- [Source document]

--- start ---

Slow Running Script (Reading 8000 lines)

u20sr · July 12, 2013, 12:19pm

Slow runnin script. The problem seems to be the sed calls.
In summary the script reads list of users in file1. For each
username search two files (file 1 & file2) for the username
and get the value in the next line after "=". Compare these
values with each other.

If the same then output to a file and if not output to another file.
For approx 8000 lines in file1 it takes approx 15 minutes to run?
not very good. Any suggestions on removing the bottleneck?

Script:

#!/bin/ksh
compareusernames() {
p_name="$1"
result_one=`sed -n "/$p_name/{n;p;}" $file2 | cut -d= -f2 | tr -d ' '`
result_two=`sed -n "/$p_name/{n;p;}" $file3 | cut -d= -f2 | tr -d ' '`
if [[ "$result_one" = "$result_two" ]] then
        echo "$p_name" >> matches.out
else
        echo "$p_name" >> no_matches.out
fi
 
i=0
while read v_name
do
compareusernames "$v_name"
((i=$i+1))
done < $file1


}

File1:

user1
user2
user3
user4

File2:

name=user1
gud=100
name=user2
gud=200
name=user3
gud=300

File3:

name=user1
gud=100
name=user2
gud=xxx
name=user3
gud=xxx

Yoda · July 12, 2013, 1:06pm

Try using this awk program instead:

awk '
        BEGIN {
                F = "file1"
                while (( getline line < F ) > 0 )
                {
                        A1[line]
                }
                close (F)

                F = "file2"
                while (( getline line < F ) > 0 )
                {
                        n = split ( line, V, "=" )
                        if ( V[2] in A1 )
                        {
                                i = V[2]
                                getline line < F
                                n = split ( line, V, "=" )
                                A2 = V[2]
                        }
                }
                close (F)

                F = "file3"
                while (( getline line < F ) > 0 )
                {
                        n = split ( line, V, "=" )
                        if ( V[2] in A1 )

--- end ---

- [Task set]
1. List every username that appears in File1 of the forum thread about the slow script.
2. In the forum thread about the slow script, how long does the script take to run on roughly 8000 lines of file1?
3. Please continue the forum thread about the slow script, picking up right after its final line.
The records have no connection to the forum thread above.

- [Material provided]
--- start ---

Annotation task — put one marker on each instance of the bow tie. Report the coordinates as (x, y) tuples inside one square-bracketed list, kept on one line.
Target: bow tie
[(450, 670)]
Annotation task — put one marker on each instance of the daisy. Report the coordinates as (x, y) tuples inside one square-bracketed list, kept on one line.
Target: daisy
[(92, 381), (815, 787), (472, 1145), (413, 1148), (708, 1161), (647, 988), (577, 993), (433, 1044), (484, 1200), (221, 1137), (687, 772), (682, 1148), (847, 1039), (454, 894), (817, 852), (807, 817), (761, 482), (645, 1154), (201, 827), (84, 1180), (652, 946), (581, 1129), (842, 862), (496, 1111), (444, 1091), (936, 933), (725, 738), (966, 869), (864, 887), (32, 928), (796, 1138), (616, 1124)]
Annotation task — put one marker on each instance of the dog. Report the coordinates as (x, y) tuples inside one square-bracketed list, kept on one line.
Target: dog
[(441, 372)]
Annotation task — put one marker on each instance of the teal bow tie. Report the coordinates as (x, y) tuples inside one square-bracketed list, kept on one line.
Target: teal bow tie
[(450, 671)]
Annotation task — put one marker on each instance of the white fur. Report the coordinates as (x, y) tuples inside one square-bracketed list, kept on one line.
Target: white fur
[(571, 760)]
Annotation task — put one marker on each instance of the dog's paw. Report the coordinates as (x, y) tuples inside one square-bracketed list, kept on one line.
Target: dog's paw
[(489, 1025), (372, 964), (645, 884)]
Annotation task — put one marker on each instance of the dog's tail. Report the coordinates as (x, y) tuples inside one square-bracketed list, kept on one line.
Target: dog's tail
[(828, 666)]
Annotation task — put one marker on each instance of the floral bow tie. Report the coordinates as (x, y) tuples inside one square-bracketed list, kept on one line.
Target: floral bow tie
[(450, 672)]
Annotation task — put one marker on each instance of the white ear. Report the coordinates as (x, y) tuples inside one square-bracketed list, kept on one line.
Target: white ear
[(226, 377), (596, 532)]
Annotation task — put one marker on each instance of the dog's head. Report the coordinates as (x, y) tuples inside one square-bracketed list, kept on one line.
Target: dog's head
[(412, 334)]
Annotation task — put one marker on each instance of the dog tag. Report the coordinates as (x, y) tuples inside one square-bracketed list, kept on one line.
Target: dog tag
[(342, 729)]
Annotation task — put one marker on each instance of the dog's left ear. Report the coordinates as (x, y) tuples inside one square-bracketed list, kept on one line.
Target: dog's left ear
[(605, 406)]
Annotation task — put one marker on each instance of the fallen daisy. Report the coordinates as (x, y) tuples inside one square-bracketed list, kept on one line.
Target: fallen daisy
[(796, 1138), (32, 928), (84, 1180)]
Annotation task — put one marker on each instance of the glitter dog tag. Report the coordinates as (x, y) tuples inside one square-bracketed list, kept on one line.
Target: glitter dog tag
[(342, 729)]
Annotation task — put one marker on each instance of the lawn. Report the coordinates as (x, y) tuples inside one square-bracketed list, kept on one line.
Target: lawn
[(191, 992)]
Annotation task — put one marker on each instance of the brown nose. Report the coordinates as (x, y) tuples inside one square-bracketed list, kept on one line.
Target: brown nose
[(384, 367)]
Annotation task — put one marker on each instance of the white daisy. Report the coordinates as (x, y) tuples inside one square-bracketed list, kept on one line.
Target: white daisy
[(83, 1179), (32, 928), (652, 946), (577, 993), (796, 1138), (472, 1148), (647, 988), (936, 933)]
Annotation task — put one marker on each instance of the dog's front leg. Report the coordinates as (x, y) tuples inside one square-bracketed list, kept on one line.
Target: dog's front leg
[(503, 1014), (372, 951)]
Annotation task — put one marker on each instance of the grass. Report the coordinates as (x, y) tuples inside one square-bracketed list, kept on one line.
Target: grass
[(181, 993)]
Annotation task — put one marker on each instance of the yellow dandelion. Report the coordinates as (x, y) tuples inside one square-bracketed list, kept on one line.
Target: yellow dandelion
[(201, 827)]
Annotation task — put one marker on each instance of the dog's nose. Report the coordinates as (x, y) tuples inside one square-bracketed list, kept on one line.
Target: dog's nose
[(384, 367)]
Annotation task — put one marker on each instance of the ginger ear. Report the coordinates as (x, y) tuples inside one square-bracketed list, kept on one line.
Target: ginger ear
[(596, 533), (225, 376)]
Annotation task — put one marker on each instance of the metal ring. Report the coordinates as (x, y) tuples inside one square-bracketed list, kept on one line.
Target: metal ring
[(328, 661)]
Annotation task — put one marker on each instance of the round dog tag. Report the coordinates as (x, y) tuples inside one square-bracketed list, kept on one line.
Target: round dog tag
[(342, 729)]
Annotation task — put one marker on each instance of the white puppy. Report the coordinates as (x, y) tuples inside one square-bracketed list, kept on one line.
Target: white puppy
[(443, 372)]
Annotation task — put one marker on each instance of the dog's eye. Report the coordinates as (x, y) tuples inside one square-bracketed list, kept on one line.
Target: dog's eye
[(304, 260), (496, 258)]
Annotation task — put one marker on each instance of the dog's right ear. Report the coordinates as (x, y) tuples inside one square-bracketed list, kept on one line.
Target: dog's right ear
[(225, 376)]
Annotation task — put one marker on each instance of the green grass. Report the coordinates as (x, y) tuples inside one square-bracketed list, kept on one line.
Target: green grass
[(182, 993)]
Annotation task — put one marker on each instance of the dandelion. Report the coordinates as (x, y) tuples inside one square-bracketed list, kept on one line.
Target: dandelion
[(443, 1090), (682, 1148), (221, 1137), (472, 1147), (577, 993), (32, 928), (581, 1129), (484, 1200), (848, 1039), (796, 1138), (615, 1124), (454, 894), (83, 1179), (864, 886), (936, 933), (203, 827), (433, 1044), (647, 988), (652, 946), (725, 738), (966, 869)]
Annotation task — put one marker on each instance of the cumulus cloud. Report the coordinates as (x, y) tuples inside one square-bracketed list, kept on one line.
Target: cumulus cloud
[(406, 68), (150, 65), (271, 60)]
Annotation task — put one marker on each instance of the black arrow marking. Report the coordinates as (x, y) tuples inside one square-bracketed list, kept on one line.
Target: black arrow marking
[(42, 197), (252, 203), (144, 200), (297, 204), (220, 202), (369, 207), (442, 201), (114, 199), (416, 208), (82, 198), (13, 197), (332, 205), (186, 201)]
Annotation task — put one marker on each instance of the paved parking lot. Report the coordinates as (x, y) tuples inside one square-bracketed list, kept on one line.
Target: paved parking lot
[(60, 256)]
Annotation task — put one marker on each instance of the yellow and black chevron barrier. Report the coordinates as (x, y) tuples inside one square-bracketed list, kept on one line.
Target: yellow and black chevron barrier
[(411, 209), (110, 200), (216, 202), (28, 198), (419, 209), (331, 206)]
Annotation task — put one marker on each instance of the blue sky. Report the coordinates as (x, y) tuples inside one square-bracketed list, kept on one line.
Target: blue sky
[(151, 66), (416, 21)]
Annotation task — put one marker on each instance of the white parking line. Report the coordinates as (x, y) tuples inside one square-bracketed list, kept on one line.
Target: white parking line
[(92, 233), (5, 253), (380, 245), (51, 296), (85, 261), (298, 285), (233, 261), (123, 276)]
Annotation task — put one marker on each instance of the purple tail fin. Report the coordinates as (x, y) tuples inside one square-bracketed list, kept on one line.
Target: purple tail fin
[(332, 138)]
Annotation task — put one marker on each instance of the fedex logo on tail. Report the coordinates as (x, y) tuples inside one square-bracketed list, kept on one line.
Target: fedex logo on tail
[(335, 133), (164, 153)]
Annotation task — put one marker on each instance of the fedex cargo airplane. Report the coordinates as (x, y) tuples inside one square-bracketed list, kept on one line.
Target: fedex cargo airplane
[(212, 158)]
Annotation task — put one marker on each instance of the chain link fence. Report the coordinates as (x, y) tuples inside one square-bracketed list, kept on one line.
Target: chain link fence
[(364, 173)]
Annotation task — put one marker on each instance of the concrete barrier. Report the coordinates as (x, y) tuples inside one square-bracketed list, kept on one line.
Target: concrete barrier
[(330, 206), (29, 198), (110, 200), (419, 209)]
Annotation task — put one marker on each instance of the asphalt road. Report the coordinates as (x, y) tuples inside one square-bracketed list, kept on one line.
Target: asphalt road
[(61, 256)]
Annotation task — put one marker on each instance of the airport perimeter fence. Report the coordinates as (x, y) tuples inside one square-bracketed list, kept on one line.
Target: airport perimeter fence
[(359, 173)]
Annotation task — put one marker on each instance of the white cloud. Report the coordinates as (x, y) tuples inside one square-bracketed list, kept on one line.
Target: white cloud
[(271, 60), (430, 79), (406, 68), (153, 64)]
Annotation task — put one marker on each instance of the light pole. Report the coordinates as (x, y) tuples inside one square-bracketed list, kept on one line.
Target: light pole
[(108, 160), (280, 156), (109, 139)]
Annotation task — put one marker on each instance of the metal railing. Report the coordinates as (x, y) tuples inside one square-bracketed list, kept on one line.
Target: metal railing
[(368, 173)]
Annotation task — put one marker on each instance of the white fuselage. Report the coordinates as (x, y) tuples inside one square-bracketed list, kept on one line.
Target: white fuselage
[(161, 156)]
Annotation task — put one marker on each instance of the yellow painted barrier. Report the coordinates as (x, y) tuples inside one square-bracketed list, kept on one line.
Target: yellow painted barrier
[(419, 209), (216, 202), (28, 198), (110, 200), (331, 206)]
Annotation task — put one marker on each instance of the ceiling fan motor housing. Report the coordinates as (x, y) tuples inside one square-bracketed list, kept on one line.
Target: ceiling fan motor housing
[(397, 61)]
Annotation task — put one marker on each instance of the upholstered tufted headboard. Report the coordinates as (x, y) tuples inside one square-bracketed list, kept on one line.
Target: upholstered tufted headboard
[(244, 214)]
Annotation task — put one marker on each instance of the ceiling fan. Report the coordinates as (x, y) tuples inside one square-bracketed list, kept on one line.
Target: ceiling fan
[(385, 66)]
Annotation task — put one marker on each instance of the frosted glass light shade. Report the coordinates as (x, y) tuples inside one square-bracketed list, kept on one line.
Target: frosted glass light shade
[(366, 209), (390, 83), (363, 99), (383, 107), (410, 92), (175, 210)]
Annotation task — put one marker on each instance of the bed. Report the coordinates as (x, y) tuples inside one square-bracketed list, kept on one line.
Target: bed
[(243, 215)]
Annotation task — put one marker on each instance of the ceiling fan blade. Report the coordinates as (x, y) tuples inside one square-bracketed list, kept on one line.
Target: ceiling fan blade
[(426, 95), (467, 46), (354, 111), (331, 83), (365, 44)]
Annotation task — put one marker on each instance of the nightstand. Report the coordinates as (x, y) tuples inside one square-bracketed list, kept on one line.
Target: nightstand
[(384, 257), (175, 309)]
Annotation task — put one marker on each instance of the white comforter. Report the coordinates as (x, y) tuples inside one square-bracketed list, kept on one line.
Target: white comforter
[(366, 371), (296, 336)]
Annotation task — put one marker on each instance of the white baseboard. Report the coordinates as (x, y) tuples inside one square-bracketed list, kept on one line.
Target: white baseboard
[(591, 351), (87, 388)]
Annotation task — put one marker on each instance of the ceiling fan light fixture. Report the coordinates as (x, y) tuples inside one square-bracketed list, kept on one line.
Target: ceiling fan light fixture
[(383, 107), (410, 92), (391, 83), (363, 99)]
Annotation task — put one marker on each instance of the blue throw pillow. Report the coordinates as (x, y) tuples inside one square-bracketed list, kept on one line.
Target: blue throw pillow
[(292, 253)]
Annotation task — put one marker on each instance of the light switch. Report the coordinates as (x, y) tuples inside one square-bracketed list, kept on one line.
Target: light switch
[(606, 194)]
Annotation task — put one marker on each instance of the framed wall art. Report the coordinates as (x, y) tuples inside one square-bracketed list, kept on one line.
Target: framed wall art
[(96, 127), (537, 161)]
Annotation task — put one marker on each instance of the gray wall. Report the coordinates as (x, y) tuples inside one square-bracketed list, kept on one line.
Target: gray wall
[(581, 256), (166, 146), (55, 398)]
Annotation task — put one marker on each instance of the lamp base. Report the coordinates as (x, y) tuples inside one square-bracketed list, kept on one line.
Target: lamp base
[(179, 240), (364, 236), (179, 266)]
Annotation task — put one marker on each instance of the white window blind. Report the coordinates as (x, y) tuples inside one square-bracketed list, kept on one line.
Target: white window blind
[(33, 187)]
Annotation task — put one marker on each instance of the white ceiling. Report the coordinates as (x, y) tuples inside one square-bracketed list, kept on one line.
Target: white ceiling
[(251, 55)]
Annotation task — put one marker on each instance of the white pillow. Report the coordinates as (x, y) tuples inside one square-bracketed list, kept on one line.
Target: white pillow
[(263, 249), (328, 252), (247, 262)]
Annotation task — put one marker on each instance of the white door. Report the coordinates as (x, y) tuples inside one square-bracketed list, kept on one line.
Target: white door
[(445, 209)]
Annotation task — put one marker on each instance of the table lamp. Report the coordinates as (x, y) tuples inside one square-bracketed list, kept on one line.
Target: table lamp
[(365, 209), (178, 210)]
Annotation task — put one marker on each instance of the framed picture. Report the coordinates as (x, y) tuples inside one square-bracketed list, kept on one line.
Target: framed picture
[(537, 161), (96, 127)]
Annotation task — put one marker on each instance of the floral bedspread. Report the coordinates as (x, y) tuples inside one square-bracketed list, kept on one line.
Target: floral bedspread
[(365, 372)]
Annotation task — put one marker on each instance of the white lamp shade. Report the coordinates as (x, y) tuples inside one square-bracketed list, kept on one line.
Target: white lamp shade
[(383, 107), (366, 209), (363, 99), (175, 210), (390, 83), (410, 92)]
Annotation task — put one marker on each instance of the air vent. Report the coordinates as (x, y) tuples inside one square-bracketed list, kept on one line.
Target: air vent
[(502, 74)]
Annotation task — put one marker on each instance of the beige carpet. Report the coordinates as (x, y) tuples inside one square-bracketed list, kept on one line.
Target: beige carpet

--- end ---

- [Answers to the exercises]
1. user1, user2, user3, user4

2. About 15 minutes.

3.
                        {
                                i = V[2]
                                getline line < F
                                n = split ( line, V, "=" )
                                A3 = V[2]
                        }
                }
                close (F)
        }
        END {
                for ( k in A1 )
                {
                        if ( A2[k] == A3[k] && A2[k] && A3[k] )
                                print k > "matches.out"
                        else
                                print k > "no_matches.out"
                }

        }
' /dev/null

Let me know how long it took to complete execution.

Corona688 · July 12, 2013, 1:14pm

You are reading and processing two data files, through six, processes every line. Not very efficient.

I'd try a language like awk to make recalling the data much easier, but the format of your data files is very difficult too. Is that fixed? Whichever way you choose, it's much easier to just have lines of username gud in them.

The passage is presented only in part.